— SCHRIFTLICHE AUFGABE A —
Formatiere bitte alles von der Zeile mit „Reviewer note: check that every instance of the support“ bis hinunter zum Ende der Einträge als CSV mit den zwei Spalten eintrag und antwort. Pro Eintrag entsteht eine Zeile mit seinem Text und seiner Antwort, jedes Feld steht in Anführungszeichen, und Zeilenumbrüche werden durch Leerzeichen ersetzt.

— ZITIERTER TEXT —
_ _ _ _

Hi, kannst vielleciht sagen wie du das Problem gelöst hast. Ich sthe grade vor der selben Aufgabe.


----------



## iluminatii (8. Dez 2010)

auch wennich das wieder ausgraben muss, hatte auch gerade das problem un hab die lösung gefunden,
falls ich damit vl irgenwem helfen kann:

			//xml-stylesheet zum xml dokument hinzufügen
			HashMap piMap = new HashMap( 2 );
			piMap.put( "type", "text/xsl" );
			piMap.put( "href", "blablabla.xsl" );
			ProcessingInstruction pi = new ProcessingInstruction( "xml-stylesheet", piMap );


----------



## iluminatii (8. Dez 2010)

leider nen teil vergessen, hier nochmal komplett:

			//xml-stylesheet zum xml dokument hinzufügen
			HashMap<String, String> piMap = new HashMap<String, String>( 2 );
			piMap.put( "type", "text/xsl" );
			piMap.put( "href", "kickernautHighscore.xsl" );
			ProcessingInstruction pi = new ProcessingInstruction( "xml-stylesheet", piMap );

			doc.getContent().add( 0, pi );  //doc = Document


----------

_ _ _ _

— BEREITGESTELLTE EINTRÄGE —

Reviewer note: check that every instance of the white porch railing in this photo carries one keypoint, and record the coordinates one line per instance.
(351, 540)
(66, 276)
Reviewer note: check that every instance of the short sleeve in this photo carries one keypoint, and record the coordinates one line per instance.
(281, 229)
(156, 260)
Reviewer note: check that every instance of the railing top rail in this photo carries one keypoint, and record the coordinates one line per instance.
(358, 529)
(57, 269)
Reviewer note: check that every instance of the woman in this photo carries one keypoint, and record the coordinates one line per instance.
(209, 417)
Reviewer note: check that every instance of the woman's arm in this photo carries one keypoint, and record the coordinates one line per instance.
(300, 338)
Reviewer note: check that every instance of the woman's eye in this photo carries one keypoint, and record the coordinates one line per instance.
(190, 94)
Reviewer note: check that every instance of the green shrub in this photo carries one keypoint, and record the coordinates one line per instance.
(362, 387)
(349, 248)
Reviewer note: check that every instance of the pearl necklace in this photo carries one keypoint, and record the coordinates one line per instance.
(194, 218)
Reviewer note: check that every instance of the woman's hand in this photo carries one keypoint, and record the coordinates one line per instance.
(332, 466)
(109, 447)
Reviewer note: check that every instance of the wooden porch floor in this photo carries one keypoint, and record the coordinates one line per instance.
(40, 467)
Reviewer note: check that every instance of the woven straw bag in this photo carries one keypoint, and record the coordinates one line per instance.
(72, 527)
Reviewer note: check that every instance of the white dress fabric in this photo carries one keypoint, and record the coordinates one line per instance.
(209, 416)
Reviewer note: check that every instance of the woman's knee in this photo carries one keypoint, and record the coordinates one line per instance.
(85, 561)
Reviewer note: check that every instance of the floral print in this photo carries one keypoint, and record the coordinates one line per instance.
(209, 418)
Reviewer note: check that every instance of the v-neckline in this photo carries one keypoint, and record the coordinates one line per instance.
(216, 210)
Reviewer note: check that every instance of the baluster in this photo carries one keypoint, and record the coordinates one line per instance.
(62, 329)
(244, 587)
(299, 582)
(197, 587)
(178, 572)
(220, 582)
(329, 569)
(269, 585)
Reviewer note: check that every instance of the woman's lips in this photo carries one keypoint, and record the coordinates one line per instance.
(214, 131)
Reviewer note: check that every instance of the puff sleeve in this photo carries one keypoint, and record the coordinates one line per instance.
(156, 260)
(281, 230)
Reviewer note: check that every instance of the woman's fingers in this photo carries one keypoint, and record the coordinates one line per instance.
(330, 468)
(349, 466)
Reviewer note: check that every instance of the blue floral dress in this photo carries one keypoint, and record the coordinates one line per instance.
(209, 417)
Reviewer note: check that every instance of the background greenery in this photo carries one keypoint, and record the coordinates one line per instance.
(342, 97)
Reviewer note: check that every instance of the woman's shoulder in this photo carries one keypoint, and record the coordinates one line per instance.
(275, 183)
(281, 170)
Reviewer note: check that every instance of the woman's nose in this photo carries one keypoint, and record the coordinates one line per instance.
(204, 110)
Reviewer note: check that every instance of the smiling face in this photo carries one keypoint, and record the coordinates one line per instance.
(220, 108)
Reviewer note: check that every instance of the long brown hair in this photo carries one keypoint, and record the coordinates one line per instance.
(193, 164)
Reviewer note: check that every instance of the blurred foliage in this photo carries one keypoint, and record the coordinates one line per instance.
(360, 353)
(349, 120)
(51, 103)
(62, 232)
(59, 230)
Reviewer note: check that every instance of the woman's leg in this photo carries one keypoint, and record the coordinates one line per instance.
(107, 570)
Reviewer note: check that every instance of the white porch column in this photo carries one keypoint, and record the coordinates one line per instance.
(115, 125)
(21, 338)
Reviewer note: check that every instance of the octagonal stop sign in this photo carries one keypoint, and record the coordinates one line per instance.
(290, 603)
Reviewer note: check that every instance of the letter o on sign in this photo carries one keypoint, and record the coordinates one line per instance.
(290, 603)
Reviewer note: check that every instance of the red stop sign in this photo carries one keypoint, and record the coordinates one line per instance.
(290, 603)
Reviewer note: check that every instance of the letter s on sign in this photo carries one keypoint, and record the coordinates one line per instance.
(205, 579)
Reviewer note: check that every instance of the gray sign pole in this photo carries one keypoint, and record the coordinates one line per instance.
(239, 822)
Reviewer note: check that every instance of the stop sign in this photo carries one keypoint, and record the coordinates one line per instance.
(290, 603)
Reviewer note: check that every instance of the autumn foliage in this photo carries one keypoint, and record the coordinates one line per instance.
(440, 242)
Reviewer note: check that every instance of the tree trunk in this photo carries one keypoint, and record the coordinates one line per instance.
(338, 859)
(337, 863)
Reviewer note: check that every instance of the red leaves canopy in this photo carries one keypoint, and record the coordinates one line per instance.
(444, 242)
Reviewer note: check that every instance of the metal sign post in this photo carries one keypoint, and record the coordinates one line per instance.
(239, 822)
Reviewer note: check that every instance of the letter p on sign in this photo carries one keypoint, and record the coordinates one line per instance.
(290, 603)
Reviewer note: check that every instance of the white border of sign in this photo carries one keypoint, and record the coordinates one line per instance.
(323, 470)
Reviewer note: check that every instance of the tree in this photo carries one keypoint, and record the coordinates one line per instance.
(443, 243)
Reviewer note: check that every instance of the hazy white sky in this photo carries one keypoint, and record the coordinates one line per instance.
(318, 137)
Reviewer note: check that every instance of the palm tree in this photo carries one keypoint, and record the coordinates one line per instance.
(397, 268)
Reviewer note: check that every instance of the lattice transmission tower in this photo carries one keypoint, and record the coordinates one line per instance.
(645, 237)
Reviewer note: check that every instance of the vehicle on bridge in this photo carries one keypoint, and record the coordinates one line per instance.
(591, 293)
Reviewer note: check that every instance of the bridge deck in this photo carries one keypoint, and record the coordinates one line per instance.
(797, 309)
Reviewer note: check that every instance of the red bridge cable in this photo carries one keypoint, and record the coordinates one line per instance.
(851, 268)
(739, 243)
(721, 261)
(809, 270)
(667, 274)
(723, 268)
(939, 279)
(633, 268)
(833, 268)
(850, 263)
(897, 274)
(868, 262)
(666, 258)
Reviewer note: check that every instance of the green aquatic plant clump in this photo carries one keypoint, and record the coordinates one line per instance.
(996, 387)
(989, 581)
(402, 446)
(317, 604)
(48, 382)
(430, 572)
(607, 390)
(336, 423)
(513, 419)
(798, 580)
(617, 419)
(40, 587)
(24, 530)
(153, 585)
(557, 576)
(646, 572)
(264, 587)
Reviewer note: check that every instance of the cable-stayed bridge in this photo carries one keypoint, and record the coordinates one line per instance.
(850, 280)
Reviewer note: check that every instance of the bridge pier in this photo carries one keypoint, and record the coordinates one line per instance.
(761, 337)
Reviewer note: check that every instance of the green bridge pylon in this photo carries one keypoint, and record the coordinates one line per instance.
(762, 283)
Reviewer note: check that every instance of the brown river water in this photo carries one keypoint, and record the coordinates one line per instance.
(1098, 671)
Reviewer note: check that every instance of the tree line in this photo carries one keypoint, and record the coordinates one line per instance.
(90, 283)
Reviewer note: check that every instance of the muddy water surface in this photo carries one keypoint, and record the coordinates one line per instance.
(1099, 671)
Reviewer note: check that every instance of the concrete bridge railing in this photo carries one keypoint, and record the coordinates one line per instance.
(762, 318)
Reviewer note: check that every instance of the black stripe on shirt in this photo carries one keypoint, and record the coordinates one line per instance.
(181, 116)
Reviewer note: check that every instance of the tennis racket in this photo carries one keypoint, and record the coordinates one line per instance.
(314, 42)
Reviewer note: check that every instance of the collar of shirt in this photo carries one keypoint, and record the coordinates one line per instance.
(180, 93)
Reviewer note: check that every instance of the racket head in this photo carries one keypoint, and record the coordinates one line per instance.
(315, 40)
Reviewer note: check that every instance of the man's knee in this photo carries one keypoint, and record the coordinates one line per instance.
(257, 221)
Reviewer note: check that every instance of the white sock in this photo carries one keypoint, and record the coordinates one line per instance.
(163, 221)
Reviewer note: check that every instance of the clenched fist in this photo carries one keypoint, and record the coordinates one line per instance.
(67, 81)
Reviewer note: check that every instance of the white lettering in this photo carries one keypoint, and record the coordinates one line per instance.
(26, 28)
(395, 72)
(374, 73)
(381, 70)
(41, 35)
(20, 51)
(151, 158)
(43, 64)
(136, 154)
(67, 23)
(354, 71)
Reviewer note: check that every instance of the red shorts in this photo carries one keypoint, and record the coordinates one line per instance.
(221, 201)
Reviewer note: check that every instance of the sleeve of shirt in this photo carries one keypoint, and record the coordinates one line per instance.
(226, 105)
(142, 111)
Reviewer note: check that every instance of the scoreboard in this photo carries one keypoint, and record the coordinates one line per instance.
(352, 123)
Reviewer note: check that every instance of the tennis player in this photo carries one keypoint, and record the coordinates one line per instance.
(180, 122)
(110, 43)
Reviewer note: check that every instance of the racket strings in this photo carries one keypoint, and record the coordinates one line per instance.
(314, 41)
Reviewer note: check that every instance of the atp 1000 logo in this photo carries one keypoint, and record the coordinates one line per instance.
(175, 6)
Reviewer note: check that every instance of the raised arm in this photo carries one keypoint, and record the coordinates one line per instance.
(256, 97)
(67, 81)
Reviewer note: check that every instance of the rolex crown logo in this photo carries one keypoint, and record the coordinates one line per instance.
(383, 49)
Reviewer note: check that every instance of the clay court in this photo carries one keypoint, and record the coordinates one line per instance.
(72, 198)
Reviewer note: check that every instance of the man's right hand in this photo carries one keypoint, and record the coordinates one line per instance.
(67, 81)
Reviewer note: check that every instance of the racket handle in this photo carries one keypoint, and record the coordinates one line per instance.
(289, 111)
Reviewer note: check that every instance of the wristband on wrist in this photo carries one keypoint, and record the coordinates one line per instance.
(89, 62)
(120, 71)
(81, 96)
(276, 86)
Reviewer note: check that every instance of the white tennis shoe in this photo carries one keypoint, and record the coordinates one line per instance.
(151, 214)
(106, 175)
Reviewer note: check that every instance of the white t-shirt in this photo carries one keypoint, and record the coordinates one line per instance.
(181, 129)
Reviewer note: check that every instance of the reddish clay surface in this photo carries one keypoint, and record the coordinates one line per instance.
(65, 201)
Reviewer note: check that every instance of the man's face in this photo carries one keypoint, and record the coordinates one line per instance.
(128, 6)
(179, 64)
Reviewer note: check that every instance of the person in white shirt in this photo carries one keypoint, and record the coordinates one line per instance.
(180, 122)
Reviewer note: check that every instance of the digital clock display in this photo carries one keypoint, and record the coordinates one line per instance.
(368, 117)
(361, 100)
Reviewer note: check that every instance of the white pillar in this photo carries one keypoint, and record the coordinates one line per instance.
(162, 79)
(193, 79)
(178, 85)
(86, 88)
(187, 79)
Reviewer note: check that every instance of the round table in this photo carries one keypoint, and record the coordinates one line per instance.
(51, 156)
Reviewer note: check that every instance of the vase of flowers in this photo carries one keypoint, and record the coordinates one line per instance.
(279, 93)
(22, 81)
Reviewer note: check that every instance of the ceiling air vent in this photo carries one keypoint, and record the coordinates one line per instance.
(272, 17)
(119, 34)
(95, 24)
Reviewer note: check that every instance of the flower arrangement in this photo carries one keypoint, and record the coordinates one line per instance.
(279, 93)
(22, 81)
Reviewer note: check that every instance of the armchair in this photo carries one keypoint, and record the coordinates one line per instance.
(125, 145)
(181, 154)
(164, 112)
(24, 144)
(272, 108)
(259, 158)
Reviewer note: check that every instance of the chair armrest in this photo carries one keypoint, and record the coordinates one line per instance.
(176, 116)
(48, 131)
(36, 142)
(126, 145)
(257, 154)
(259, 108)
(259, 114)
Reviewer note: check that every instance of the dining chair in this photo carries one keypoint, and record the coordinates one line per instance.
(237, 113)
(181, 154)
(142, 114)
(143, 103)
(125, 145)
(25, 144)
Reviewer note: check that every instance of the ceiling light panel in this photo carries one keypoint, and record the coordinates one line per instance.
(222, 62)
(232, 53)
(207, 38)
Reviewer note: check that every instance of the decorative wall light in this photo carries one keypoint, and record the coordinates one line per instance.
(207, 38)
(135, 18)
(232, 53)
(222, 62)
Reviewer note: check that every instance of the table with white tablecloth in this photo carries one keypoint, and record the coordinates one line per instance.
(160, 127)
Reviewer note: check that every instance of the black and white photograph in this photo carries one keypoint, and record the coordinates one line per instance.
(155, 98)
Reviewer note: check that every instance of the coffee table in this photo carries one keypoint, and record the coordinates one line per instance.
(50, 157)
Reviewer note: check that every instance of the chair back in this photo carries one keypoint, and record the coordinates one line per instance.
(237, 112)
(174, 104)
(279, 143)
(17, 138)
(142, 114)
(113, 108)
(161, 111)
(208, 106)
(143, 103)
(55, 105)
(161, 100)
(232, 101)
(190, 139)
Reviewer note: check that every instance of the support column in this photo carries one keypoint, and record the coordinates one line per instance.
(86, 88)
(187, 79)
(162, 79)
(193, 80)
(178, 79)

_ _ _ _

— SCHRIFTLICHE AUFGABE B —
Beantworte zum zitierten Text diese Fragen:
(i) Welchen Wert erhält der Schlüssel "href" im vollständigen Codeausschnitt?
(ii) Welches Datum steht bei den Beiträgen von iluminatii?
(iii) Mit welcher Anweisung wird die ProcessingInstruction dem Dokument hinzugefügt?

— VOLLSTÄNDIGE ANTWORT A —
eintrag,antwort
"Reviewer note: check that every instance of the support column in this photo carries one keypoint, and record the coordinates one line per instance.","(86, 88) (187, 79) (162, 79) (193, 80) (178, 79)"

— VOLLSTÄNDIGE ANTWORT B —
(i) kickernautHighscore.xsl
(ii) 8. Dez 2010
(iii) doc.getContent().add( 0, pi );